Nenne alle Themen, über die man laut dem Text über Theweleit Reflexionen vom Theoretiker des Summer of Love gewohnt ist.

# [Textauszug]
= = = =

Text

Klaus Theweleith – Ghosts


Don’t sell out. $ is only paper and your picture ain’t on it, but a good song never dies." So lautet eine Maxime jenes Popsängers, der früher einmal als Prince bekannt war, und inzwischen mit einer Band namens New Power Generation die Gesetze des Marketing in den Wind zu schlagen scheint.
Theweleit ist immer noch Theweleit, aber wesentliche Motive seiner Schreib- und Denklinien sind damit konform. So läßt sich auch das Zitat mühelos mit den Reflexionen über Medien, Superstars und Gewaltphantasien verknüpfen, die man vom Theoretiker des Summer of Love gewohnt ist. Dessen Denken hat sich allerdings auch nie den Spielregeln wissenschaftlicher Institutionen unterworfen, sondern blieb den Kernmotiven jener spontan entstandenen Kultur der Abweichung treu, mit der es in Gang gekommen ist.
Der anhaltend radikal kritische Impuls hat dabei auf seinem Weg in die feineren Verästelungen psycho-sozialer Strukturen eine komplexe theoretische Perspektive freigesetzt, und zu vorläufig drei Bänden des Mammutwerkes "Buch der Könige" mit ihren circa 3000 Seiten geführt.

= = = =

# [Gegebene Daten]
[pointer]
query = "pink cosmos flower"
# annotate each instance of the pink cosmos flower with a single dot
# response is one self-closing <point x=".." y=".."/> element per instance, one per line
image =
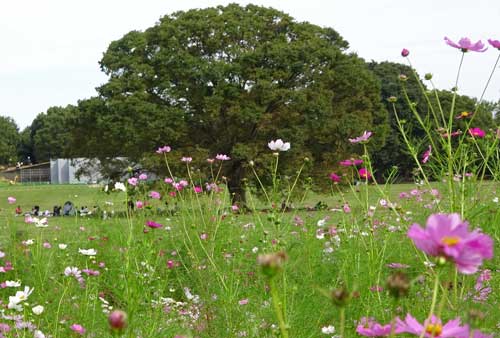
<point x="335" y="178"/>
<point x="427" y="154"/>
<point x="222" y="157"/>
<point x="348" y="163"/>
<point x="153" y="224"/>
<point x="477" y="334"/>
<point x="155" y="194"/>
<point x="494" y="43"/>
<point x="163" y="150"/>
<point x="477" y="132"/>
<point x="446" y="235"/>
<point x="432" y="327"/>
<point x="465" y="45"/>
<point x="78" y="329"/>
<point x="363" y="138"/>
<point x="464" y="115"/>
<point x="368" y="327"/>
<point x="364" y="173"/>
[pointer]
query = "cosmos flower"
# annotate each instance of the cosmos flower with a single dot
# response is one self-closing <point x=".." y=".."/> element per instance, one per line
<point x="432" y="327"/>
<point x="155" y="195"/>
<point x="447" y="236"/>
<point x="363" y="138"/>
<point x="464" y="115"/>
<point x="370" y="328"/>
<point x="335" y="178"/>
<point x="153" y="224"/>
<point x="427" y="154"/>
<point x="477" y="132"/>
<point x="494" y="43"/>
<point x="163" y="150"/>
<point x="364" y="173"/>
<point x="88" y="252"/>
<point x="279" y="145"/>
<point x="222" y="157"/>
<point x="465" y="45"/>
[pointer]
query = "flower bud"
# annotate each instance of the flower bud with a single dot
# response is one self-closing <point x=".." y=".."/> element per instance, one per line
<point x="272" y="263"/>
<point x="340" y="296"/>
<point x="398" y="284"/>
<point x="117" y="320"/>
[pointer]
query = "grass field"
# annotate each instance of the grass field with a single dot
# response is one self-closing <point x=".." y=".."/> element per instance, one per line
<point x="197" y="275"/>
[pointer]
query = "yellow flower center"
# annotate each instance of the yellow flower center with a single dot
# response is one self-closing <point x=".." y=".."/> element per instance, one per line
<point x="450" y="241"/>
<point x="434" y="329"/>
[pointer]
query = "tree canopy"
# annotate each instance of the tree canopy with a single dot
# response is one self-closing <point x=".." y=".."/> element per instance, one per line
<point x="228" y="80"/>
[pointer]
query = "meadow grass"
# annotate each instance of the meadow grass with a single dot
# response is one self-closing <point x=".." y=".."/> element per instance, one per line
<point x="198" y="276"/>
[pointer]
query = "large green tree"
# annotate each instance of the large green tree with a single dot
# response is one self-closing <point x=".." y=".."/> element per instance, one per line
<point x="228" y="80"/>
<point x="49" y="134"/>
<point x="9" y="140"/>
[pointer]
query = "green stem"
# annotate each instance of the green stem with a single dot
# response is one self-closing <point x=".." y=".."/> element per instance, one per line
<point x="277" y="308"/>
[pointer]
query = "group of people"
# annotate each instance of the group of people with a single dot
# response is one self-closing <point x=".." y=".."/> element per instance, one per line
<point x="67" y="210"/>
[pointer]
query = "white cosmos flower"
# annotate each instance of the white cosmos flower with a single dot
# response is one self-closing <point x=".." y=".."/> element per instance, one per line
<point x="38" y="334"/>
<point x="279" y="145"/>
<point x="88" y="252"/>
<point x="38" y="310"/>
<point x="41" y="223"/>
<point x="72" y="271"/>
<point x="15" y="302"/>
<point x="12" y="284"/>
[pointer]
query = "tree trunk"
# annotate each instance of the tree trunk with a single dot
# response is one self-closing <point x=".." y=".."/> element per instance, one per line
<point x="235" y="184"/>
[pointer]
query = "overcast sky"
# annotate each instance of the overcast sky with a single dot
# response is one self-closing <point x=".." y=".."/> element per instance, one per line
<point x="51" y="48"/>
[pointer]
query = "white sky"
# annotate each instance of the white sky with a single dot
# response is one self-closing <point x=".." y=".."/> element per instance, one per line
<point x="51" y="48"/>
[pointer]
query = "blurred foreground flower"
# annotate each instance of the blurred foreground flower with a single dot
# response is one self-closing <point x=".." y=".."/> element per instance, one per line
<point x="447" y="236"/>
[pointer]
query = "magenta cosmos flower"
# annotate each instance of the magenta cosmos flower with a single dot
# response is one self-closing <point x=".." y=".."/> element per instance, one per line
<point x="427" y="154"/>
<point x="78" y="329"/>
<point x="153" y="224"/>
<point x="494" y="43"/>
<point x="335" y="178"/>
<point x="163" y="150"/>
<point x="222" y="157"/>
<point x="370" y="328"/>
<point x="477" y="132"/>
<point x="432" y="328"/>
<point x="363" y="138"/>
<point x="465" y="45"/>
<point x="348" y="163"/>
<point x="364" y="173"/>
<point x="155" y="195"/>
<point x="449" y="237"/>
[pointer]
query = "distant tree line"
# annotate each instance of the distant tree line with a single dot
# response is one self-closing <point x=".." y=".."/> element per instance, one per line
<point x="228" y="80"/>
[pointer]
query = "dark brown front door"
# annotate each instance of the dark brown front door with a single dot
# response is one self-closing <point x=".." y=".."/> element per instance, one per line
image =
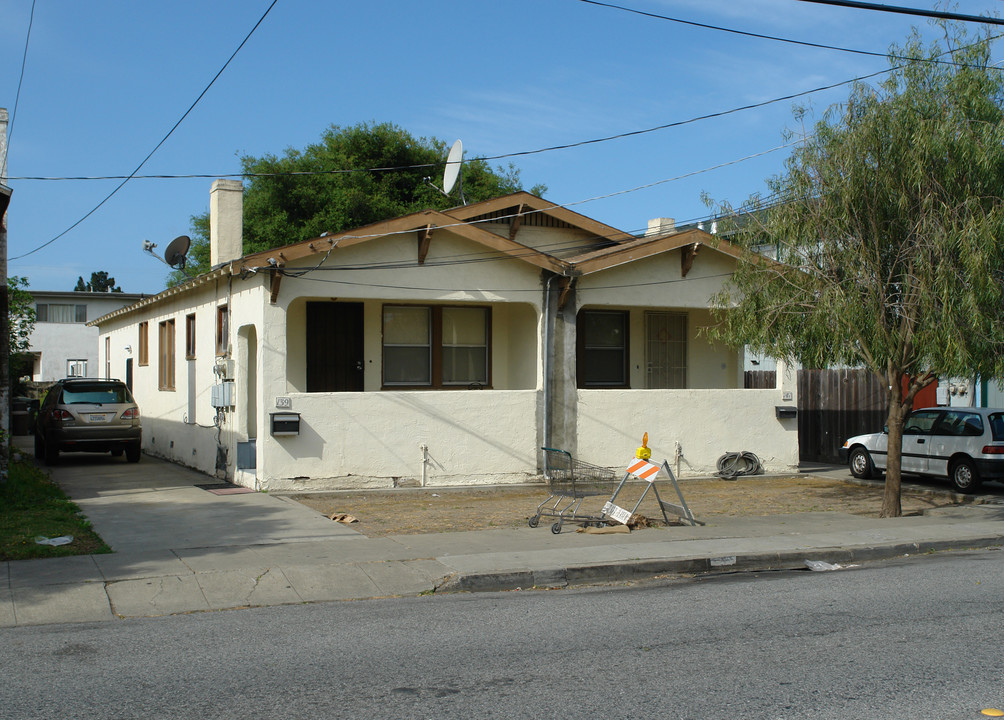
<point x="334" y="346"/>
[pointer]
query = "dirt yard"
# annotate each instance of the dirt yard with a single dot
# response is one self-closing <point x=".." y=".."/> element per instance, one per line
<point x="409" y="511"/>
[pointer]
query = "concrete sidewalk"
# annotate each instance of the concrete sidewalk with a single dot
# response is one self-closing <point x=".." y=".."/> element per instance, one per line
<point x="181" y="548"/>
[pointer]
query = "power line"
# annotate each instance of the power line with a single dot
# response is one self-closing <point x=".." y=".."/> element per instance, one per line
<point x="745" y="33"/>
<point x="504" y="156"/>
<point x="158" y="146"/>
<point x="17" y="95"/>
<point x="938" y="14"/>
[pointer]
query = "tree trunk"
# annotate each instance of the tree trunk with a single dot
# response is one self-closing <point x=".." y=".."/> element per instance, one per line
<point x="891" y="502"/>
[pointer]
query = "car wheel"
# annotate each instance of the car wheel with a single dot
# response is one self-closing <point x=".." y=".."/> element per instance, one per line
<point x="51" y="453"/>
<point x="965" y="476"/>
<point x="860" y="463"/>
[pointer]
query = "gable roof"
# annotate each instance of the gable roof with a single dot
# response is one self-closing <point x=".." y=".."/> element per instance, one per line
<point x="612" y="247"/>
<point x="427" y="221"/>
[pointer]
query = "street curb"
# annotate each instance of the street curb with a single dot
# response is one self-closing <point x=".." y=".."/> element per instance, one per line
<point x="497" y="581"/>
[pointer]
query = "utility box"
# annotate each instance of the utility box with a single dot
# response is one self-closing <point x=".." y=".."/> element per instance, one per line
<point x="222" y="395"/>
<point x="285" y="424"/>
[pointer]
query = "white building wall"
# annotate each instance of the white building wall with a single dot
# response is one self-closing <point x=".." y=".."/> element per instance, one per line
<point x="171" y="430"/>
<point x="57" y="342"/>
<point x="382" y="439"/>
<point x="364" y="440"/>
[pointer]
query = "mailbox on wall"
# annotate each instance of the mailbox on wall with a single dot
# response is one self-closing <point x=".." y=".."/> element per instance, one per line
<point x="285" y="424"/>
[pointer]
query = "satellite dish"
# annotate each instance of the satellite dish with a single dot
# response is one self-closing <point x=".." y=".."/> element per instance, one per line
<point x="177" y="251"/>
<point x="454" y="163"/>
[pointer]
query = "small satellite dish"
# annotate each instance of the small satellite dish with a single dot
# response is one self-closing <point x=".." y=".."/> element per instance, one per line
<point x="177" y="251"/>
<point x="454" y="164"/>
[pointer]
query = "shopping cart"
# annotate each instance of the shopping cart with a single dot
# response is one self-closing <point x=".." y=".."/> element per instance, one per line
<point x="568" y="481"/>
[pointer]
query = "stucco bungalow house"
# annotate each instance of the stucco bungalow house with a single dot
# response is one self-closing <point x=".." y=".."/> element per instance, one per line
<point x="443" y="347"/>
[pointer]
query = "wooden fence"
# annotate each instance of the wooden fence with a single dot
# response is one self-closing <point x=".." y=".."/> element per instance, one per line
<point x="834" y="405"/>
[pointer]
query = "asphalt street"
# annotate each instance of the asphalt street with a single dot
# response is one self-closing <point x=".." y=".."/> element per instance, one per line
<point x="912" y="638"/>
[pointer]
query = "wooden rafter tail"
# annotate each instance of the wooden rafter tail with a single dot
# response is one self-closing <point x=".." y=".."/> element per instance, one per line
<point x="687" y="257"/>
<point x="276" y="281"/>
<point x="566" y="284"/>
<point x="516" y="223"/>
<point x="425" y="240"/>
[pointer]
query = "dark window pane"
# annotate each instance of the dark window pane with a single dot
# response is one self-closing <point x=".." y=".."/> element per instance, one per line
<point x="603" y="367"/>
<point x="407" y="366"/>
<point x="603" y="329"/>
<point x="463" y="366"/>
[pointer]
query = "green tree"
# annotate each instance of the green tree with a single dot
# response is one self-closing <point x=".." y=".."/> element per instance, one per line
<point x="21" y="312"/>
<point x="888" y="225"/>
<point x="283" y="206"/>
<point x="21" y="323"/>
<point x="99" y="282"/>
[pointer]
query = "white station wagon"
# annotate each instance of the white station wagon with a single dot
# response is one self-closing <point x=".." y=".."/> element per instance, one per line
<point x="965" y="445"/>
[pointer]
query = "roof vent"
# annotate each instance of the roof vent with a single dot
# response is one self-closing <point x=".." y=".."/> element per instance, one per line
<point x="661" y="226"/>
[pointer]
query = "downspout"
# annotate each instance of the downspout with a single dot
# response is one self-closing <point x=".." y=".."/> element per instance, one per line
<point x="547" y="362"/>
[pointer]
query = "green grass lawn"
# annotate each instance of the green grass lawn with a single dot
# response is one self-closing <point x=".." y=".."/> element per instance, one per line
<point x="32" y="506"/>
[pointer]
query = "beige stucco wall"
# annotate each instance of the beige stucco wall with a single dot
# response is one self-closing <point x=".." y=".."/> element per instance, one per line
<point x="180" y="424"/>
<point x="382" y="439"/>
<point x="350" y="440"/>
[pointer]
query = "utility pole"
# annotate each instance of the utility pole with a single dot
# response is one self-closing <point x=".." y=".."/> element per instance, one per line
<point x="4" y="305"/>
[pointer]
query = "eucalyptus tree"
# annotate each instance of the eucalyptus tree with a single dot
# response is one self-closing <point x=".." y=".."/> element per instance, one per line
<point x="353" y="176"/>
<point x="888" y="228"/>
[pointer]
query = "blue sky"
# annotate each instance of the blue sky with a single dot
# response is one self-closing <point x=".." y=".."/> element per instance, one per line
<point x="104" y="81"/>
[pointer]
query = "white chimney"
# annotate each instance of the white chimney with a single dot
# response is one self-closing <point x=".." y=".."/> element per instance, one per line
<point x="226" y="221"/>
<point x="661" y="226"/>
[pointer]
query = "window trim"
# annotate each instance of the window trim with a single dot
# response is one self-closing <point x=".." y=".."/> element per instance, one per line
<point x="71" y="362"/>
<point x="581" y="349"/>
<point x="166" y="358"/>
<point x="647" y="320"/>
<point x="190" y="336"/>
<point x="79" y="312"/>
<point x="222" y="329"/>
<point x="436" y="348"/>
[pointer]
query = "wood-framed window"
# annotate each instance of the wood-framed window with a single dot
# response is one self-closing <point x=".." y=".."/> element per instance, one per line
<point x="144" y="343"/>
<point x="166" y="366"/>
<point x="437" y="346"/>
<point x="190" y="336"/>
<point x="601" y="348"/>
<point x="76" y="368"/>
<point x="666" y="349"/>
<point x="222" y="329"/>
<point x="60" y="312"/>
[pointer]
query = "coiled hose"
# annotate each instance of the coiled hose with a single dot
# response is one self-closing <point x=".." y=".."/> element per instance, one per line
<point x="732" y="465"/>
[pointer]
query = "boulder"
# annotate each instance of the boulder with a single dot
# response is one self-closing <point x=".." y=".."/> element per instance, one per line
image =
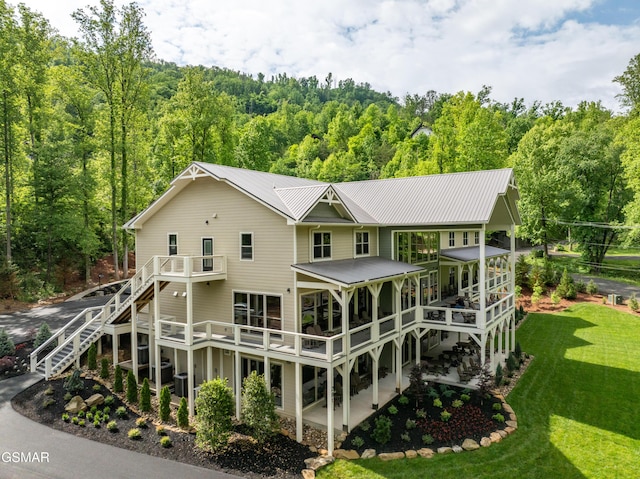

= = = =

# [Schriftliche Antwort]
- Medien
- Superstars
- Gewaltphantasien